━━━━━ Supplied text ━━━━━

You could have had split brain where multiple brokers thought they were the
controller. This has been a problematic piece of Kafka for a long time and
only in the last release or two have some of the edge cases been cleaned up.

To force a controller re-election, remove the "/controller" znode from
zookeeper, then tail logs on all brokers and you'll see when the controller
is stable again.

You can do this as a zero downtime operation.

On Fri, Mar 23, 2018, 10:35 AM Swapnil Gupta <neomatrix1...@gmail.com>
wrote:

> As far as I have debugged my issues, server.log files were of the most use,
> they have errors and 'caused by' reasons.
>
> Probably, the leader broker was down and the followers were not able to
> replicate data now.
> 1. What are your min isr and replication settings?
> 2. Is your producer working?
> 3. What are consumer /producer ack settings?
> 4. Are you using log compaction by any chance..
>
> If consumer is not able to fetch, check if those partitions are offline, if
> not the followers might not have caught with the leader, but the leader
> itself is unavailable, you might have to 'reassign partitions' or use
> 'leader election tool to shift those' to another node.
> I have faced this issue but it was due to log compaction and too many files
> open, which was taking my node down, one by one.
>
> I use prometheus grafana to monitor/alert all these metrics about offline
> partitions, topics and brokers states. Is it showing anything weird if you
> have set it up for production use?
> Try getting up the broker which went down, and check if its reassigning or
> not, check for some stability and monitor what the logs are showing. The
> leader should be available if the node is up. If not get another node with
> same broker id, and try run leader election again ( I use kafka manager for
> those tools, makes it easy), this will shift re balance the partitions to
> the new node and should balance your partitions.
>
> Just mentioning some things that I did when my nodes were going down. You
> can analyse and try if any of this might be useful.
>
>
> Regards,
> Swapnil
>
> On Fri, Mar 23, 2018 at 9:48 PM, Ryan O'Rourke <rorou...@marchex.com>
> wrote:
>
> > Thanks for the tips.
> >
> > As far as a broker being down, the situation is confused because a broker
> > was definitely down, but I think we brought it down when we were trying
> to
> > address the problem a few days ago. I can't say for sure that it wasn't
> > down before, but we do have a monitor to catch that (by trying to telnet
> to
> > the broker) and it was not firing on the 14th when things went sideways.
> >
> > I looked in server.logs and found many instances of this exception at the
> > time things went bad:
> >
> > org.apache.kafka.common.errors.NotLeaderForPartitionException: This
> > server is not the leader for that topic-partition.

━━━━━

◆ What the exercise asks ◆
Resume the Kafka troubleshooting thread after its last line. The entries that follow come from a separate source.

━━━━━ Rows ━━━━━

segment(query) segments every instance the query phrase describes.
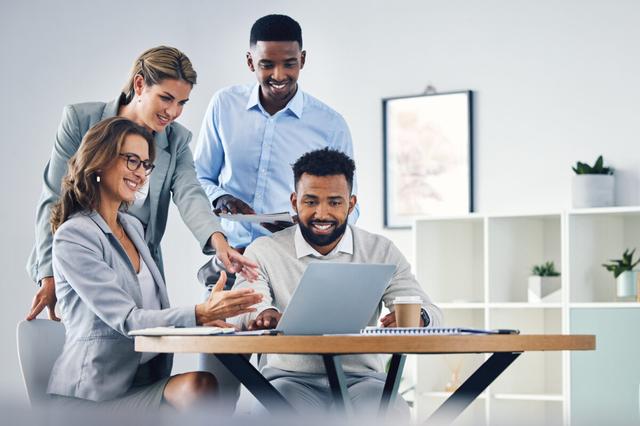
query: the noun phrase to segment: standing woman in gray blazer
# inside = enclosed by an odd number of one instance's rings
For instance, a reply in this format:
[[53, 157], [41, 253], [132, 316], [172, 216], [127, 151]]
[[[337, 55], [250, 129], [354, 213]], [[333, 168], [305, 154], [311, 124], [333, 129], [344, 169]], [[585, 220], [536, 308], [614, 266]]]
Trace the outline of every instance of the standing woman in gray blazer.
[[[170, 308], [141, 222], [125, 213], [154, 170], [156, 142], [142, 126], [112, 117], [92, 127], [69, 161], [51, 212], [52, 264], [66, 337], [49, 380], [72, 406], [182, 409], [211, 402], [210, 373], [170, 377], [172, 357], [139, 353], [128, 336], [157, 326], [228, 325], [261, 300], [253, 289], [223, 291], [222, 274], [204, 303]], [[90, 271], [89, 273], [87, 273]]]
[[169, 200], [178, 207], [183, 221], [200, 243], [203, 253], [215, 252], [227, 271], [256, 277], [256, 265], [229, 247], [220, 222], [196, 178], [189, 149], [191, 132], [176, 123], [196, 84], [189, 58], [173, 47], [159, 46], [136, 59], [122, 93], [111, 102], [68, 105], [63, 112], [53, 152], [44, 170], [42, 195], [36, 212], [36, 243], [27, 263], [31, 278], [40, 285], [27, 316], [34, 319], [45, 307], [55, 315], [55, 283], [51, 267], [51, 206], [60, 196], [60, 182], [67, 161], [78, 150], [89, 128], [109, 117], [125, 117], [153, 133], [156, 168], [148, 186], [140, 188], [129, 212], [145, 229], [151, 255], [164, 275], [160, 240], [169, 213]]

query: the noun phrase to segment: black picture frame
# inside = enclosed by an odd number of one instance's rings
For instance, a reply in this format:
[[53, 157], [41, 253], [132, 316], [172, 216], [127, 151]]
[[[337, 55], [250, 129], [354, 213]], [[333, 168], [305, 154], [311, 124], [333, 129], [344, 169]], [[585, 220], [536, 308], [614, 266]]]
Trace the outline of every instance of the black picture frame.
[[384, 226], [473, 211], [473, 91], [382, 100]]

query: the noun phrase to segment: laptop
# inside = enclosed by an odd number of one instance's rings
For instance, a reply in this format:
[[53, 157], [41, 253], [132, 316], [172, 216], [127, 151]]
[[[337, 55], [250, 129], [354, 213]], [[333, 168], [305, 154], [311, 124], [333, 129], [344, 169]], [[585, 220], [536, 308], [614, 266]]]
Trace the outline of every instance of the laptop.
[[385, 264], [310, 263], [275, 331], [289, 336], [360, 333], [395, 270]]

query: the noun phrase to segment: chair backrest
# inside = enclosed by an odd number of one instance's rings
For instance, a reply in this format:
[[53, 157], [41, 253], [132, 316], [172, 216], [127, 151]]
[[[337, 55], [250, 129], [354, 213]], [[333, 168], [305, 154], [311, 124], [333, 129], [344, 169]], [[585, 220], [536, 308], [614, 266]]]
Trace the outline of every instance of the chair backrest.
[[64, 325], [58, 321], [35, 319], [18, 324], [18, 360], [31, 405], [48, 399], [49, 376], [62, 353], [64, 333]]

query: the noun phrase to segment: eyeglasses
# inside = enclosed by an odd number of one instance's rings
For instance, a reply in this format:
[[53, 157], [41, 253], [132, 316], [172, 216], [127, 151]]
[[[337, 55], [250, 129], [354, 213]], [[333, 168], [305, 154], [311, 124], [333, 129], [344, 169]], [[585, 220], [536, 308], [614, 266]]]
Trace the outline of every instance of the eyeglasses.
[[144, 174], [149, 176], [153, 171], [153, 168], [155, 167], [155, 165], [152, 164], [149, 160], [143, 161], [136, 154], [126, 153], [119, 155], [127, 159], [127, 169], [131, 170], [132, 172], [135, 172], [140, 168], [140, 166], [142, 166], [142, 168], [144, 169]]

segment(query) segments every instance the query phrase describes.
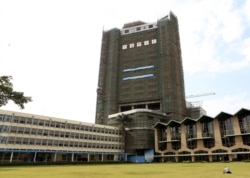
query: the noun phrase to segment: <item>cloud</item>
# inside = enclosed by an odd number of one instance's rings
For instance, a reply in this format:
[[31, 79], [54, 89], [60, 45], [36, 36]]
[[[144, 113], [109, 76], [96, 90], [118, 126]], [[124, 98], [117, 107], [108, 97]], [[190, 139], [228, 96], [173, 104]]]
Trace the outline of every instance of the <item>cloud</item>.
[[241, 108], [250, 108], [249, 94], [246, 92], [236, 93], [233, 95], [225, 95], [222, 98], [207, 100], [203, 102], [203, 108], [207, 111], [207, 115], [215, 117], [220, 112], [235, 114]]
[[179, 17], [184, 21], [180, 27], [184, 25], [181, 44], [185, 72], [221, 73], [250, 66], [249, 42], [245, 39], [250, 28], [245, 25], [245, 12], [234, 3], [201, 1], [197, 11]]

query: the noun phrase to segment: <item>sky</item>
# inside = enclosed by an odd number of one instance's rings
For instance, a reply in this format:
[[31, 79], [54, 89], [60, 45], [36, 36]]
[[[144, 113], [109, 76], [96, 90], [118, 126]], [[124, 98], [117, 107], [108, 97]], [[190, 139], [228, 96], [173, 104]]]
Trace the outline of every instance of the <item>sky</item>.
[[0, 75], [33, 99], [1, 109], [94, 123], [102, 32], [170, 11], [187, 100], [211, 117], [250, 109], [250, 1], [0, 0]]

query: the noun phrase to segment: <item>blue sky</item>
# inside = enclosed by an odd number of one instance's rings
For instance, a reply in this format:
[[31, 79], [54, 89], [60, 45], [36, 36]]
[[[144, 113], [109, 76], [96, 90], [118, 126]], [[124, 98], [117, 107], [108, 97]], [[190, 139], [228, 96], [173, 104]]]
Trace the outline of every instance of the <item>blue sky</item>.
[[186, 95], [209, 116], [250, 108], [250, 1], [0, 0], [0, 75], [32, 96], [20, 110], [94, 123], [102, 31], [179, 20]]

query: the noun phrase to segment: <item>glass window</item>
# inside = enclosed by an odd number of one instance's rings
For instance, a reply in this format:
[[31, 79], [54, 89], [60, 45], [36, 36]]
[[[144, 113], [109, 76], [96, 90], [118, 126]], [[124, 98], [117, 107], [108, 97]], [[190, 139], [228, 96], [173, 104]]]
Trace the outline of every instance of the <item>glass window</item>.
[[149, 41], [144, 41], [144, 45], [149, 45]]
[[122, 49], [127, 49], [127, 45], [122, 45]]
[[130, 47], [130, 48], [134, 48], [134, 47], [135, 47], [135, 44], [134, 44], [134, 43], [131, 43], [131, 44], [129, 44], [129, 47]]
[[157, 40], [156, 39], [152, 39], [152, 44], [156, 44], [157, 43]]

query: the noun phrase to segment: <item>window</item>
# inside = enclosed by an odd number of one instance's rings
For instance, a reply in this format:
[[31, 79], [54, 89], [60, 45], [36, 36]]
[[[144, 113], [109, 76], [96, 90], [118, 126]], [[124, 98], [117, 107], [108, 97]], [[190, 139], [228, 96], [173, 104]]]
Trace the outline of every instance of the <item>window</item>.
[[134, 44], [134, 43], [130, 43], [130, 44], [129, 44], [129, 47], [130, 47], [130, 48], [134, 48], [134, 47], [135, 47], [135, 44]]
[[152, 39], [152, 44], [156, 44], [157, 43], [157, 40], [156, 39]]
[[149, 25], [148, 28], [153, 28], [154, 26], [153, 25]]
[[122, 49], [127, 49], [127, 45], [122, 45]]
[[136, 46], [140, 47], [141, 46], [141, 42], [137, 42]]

━━━━━
━━━━━ Rows ━━━━━

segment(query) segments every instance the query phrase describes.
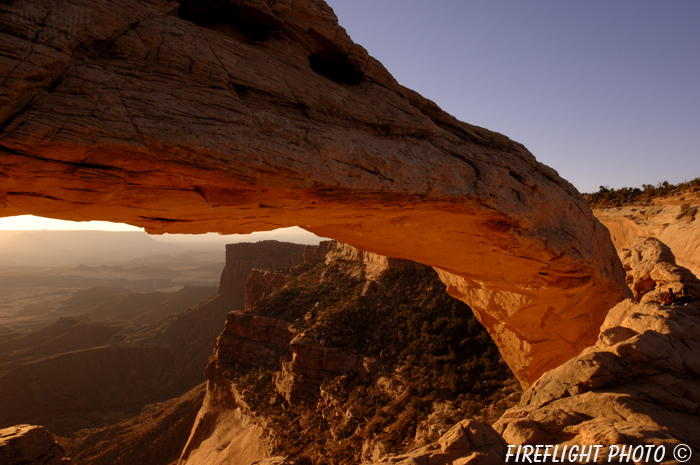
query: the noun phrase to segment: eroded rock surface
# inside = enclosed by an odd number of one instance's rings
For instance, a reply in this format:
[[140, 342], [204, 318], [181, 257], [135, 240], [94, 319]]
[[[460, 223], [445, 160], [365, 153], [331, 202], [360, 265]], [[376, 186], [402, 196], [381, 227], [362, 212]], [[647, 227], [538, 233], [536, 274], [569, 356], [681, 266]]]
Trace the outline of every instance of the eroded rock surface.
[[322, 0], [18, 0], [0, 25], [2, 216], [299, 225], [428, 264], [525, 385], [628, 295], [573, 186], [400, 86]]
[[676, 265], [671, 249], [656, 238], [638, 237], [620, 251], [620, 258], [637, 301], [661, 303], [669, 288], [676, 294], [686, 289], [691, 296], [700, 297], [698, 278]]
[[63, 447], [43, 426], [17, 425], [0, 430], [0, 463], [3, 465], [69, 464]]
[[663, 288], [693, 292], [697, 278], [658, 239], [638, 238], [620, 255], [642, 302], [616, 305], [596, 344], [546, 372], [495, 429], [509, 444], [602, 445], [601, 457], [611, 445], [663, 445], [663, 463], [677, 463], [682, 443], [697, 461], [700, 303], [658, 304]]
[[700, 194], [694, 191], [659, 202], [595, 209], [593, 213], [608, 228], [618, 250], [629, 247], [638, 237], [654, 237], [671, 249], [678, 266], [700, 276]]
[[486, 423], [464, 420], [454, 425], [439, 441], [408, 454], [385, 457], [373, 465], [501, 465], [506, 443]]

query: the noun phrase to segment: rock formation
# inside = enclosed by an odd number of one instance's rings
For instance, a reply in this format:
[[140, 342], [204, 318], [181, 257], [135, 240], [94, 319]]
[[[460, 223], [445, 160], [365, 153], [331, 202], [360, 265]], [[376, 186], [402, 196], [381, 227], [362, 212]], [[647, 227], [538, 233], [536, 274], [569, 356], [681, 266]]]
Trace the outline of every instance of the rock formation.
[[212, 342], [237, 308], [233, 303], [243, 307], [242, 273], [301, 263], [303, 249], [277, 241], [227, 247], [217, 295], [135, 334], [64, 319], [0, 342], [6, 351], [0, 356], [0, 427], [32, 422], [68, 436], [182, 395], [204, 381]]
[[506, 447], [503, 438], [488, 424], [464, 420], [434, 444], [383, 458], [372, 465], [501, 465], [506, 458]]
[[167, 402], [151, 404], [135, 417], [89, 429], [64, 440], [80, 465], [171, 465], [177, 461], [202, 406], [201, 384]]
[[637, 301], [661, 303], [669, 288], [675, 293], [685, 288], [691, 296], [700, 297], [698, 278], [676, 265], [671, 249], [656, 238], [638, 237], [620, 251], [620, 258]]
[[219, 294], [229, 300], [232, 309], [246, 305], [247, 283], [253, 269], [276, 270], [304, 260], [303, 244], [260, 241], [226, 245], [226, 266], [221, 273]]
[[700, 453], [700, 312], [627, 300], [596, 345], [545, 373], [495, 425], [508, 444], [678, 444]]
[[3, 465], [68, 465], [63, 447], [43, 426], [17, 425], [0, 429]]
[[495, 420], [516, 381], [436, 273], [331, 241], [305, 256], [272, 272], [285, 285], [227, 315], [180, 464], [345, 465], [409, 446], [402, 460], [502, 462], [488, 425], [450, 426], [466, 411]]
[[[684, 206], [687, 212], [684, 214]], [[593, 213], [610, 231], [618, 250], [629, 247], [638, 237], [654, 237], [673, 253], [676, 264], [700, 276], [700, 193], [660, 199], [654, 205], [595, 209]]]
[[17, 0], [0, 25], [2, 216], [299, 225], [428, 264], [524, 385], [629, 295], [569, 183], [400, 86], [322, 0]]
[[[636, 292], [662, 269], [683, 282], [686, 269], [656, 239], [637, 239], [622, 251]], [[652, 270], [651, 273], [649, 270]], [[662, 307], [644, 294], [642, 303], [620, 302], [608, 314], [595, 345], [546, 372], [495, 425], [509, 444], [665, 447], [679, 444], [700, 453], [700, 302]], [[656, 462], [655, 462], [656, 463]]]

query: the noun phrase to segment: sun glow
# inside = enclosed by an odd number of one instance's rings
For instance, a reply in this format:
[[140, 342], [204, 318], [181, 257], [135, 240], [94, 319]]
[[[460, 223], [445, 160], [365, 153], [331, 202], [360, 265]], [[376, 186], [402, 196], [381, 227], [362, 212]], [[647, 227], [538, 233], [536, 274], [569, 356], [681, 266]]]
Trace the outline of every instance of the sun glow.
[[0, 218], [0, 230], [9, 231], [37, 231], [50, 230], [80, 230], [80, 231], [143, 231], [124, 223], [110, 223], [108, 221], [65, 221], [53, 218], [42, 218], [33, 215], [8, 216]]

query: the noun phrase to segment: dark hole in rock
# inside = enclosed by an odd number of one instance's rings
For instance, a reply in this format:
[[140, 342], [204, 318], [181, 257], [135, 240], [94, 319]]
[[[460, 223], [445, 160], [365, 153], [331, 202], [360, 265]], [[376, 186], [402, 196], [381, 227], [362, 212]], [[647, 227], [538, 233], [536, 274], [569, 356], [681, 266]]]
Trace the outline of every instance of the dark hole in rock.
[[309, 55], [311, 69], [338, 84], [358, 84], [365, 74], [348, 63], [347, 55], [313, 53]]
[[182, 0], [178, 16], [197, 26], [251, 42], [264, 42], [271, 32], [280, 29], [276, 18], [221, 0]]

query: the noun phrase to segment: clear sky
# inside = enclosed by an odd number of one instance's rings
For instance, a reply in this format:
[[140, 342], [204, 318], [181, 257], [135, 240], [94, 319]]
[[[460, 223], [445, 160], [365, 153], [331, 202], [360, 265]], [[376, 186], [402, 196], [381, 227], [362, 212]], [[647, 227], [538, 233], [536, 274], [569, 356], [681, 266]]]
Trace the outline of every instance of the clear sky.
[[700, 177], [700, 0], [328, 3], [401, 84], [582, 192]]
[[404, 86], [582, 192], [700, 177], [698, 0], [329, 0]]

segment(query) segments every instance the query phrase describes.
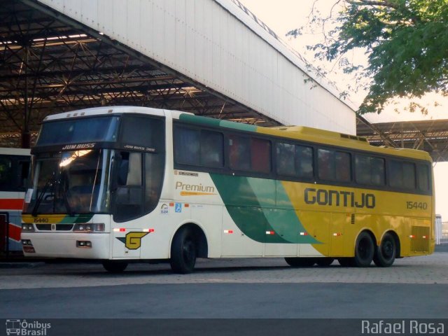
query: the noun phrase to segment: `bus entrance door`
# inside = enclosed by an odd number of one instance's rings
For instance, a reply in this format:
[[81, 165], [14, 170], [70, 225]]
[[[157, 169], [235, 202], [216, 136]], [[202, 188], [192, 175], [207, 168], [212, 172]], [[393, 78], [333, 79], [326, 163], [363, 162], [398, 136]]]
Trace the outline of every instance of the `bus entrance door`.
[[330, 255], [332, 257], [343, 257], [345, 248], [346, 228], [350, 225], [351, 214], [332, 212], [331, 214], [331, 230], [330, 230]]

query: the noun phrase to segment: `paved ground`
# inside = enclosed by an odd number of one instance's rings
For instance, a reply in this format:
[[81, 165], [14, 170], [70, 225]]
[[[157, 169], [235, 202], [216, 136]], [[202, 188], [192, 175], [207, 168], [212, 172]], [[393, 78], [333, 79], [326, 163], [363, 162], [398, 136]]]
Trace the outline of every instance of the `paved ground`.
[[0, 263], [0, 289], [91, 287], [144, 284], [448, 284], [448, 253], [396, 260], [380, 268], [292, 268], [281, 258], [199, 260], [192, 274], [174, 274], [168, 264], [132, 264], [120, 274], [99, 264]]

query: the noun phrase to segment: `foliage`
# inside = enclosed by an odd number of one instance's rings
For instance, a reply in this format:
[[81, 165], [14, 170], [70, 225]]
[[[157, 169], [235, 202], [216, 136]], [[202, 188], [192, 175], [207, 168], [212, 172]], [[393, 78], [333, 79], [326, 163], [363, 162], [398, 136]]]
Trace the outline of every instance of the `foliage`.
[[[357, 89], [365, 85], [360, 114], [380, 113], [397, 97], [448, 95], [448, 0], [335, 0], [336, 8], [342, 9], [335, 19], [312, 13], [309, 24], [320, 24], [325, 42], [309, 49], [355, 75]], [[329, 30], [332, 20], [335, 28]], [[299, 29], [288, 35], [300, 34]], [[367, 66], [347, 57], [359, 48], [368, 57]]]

━━━━━

◆ Expected output ◆
> >
> > Also some like "error when handling request Name:UpdateMetadataRequest"
> >
> > There's a few different sorts of errors in some of the different
> > server.log but they all seem to be varieties of this one. We have 5
> nodes -
> > is there one in particular where I should be checking the logs for
> errors,
> > or any particular error to look for that would be a likely root cause?
> >
> > -----Original Message-----
> > From: Swapnil Gupta [mailto:neomatrix1...@gmail.com]
> > Sent: Friday, March 23, 2018 8:00 AM
> > To: users@kafka.apache.org
> > Subject: Re: can't consume from partitions due to KAFKA-3963
> >
> > Maybe a broker is down or unreachable which maybe breaking your min isr
> > ratio and when consumers are set to ack all, the min isr has to be
> > satisfied.
> > Check your broker connect, or bring up a fresh broker and use preferred
> > replica leader election tool -> https://cwiki.apache.org/
> > confluence/display/KAFKA/Replication+tools
> > to re balance with the existing data with the new broker.
> >
> > Check which node is down, check isr, under replication and then you get
> > the node id which maybe causing the trouble.
> > And better check *server.log* files and grep for the error and caused by
> > over there, that will provide you with exact reason.
> >
> >
> > Regards,
> > Swap
> >
> > On Fri, Mar 23, 2018 at 1:50 AM, Ryan O'Rourke <rorou...@marchex.com>
> > wrote:
> >
> > > Hi, we're having an outage in our production Kafka and getting
> > > desperate, any help would be appreciated.
> > >
> > > On 3/14 our consumer (a Storm spout) started getting messages from
> > > only 20 out of 40 partitions on a topic. We only noticed yesterday.
> > > Restarting the consumer with a new consumer group does not fix the
> > problem.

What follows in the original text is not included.